* **Task statement**
Which of the rows below contain the word "banner"? List each such row, copied in full.

———

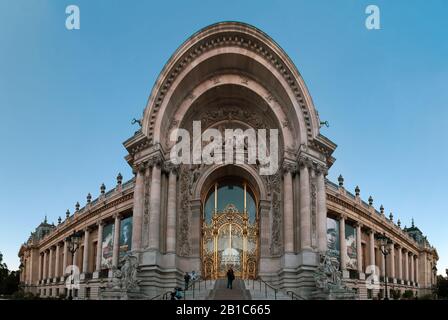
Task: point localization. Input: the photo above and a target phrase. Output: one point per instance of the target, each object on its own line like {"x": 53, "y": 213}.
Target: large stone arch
{"x": 236, "y": 46}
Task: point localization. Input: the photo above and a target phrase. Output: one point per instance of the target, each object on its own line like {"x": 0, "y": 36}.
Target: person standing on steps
{"x": 187, "y": 280}
{"x": 230, "y": 277}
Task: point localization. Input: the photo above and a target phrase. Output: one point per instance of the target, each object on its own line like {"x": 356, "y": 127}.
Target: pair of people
{"x": 176, "y": 294}
{"x": 187, "y": 277}
{"x": 230, "y": 278}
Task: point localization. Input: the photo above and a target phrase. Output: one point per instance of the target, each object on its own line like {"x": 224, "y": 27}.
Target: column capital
{"x": 358, "y": 224}
{"x": 170, "y": 167}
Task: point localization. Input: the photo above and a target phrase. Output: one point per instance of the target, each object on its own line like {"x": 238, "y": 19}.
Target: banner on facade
{"x": 350, "y": 242}
{"x": 125, "y": 236}
{"x": 333, "y": 245}
{"x": 107, "y": 246}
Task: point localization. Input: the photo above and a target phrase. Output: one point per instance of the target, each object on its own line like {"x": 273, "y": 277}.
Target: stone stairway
{"x": 221, "y": 292}
{"x": 201, "y": 291}
{"x": 259, "y": 291}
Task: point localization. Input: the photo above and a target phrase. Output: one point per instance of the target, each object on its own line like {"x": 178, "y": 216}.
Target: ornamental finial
{"x": 341, "y": 180}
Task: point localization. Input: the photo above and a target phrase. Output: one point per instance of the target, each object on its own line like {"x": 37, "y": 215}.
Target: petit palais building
{"x": 289, "y": 235}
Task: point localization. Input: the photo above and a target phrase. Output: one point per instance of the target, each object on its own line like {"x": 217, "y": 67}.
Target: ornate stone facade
{"x": 229, "y": 75}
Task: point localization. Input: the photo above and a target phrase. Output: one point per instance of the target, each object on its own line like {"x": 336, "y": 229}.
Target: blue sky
{"x": 67, "y": 97}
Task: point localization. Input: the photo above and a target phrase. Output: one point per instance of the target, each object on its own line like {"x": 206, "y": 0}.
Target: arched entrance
{"x": 230, "y": 229}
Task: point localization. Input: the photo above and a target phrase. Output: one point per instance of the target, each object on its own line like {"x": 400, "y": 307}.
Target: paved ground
{"x": 221, "y": 292}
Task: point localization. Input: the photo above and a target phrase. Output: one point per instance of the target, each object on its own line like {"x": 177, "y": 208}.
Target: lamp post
{"x": 73, "y": 242}
{"x": 385, "y": 250}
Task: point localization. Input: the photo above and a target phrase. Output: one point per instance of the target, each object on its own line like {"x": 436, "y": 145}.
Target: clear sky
{"x": 67, "y": 97}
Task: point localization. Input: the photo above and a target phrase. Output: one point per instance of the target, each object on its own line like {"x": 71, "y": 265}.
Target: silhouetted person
{"x": 230, "y": 277}
{"x": 187, "y": 280}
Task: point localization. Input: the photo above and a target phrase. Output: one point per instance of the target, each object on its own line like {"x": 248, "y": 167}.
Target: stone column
{"x": 321, "y": 220}
{"x": 372, "y": 249}
{"x": 305, "y": 207}
{"x": 116, "y": 247}
{"x": 50, "y": 264}
{"x": 265, "y": 207}
{"x": 40, "y": 267}
{"x": 383, "y": 263}
{"x": 99, "y": 246}
{"x": 288, "y": 210}
{"x": 359, "y": 248}
{"x": 85, "y": 258}
{"x": 137, "y": 215}
{"x": 64, "y": 260}
{"x": 56, "y": 267}
{"x": 392, "y": 261}
{"x": 154, "y": 208}
{"x": 342, "y": 243}
{"x": 171, "y": 212}
{"x": 406, "y": 266}
{"x": 400, "y": 263}
{"x": 416, "y": 270}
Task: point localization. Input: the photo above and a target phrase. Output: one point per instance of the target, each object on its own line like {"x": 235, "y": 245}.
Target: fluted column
{"x": 288, "y": 221}
{"x": 406, "y": 266}
{"x": 305, "y": 208}
{"x": 416, "y": 270}
{"x": 64, "y": 260}
{"x": 154, "y": 208}
{"x": 56, "y": 267}
{"x": 171, "y": 212}
{"x": 99, "y": 246}
{"x": 359, "y": 248}
{"x": 400, "y": 264}
{"x": 85, "y": 258}
{"x": 343, "y": 251}
{"x": 116, "y": 247}
{"x": 40, "y": 267}
{"x": 372, "y": 248}
{"x": 392, "y": 261}
{"x": 321, "y": 219}
{"x": 137, "y": 215}
{"x": 50, "y": 264}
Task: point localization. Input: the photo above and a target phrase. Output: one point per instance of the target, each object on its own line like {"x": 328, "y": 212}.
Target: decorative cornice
{"x": 231, "y": 37}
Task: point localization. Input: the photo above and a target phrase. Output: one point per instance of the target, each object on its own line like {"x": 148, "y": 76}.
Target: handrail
{"x": 192, "y": 286}
{"x": 266, "y": 285}
{"x": 294, "y": 296}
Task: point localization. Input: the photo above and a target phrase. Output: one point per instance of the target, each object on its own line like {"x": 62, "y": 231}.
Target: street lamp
{"x": 385, "y": 243}
{"x": 73, "y": 243}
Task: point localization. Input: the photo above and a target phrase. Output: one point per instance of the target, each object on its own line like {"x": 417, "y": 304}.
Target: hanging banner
{"x": 107, "y": 246}
{"x": 333, "y": 245}
{"x": 125, "y": 236}
{"x": 350, "y": 241}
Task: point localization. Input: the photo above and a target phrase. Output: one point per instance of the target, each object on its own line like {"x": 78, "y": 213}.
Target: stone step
{"x": 238, "y": 291}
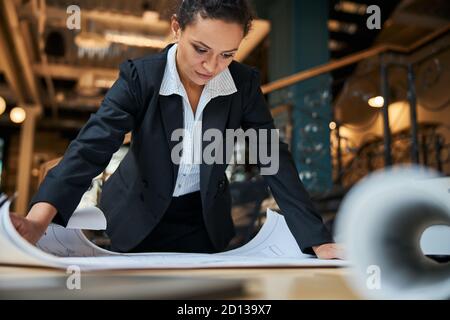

———

* **Output of the exercise**
Target: banner on facade
Target: hanging banner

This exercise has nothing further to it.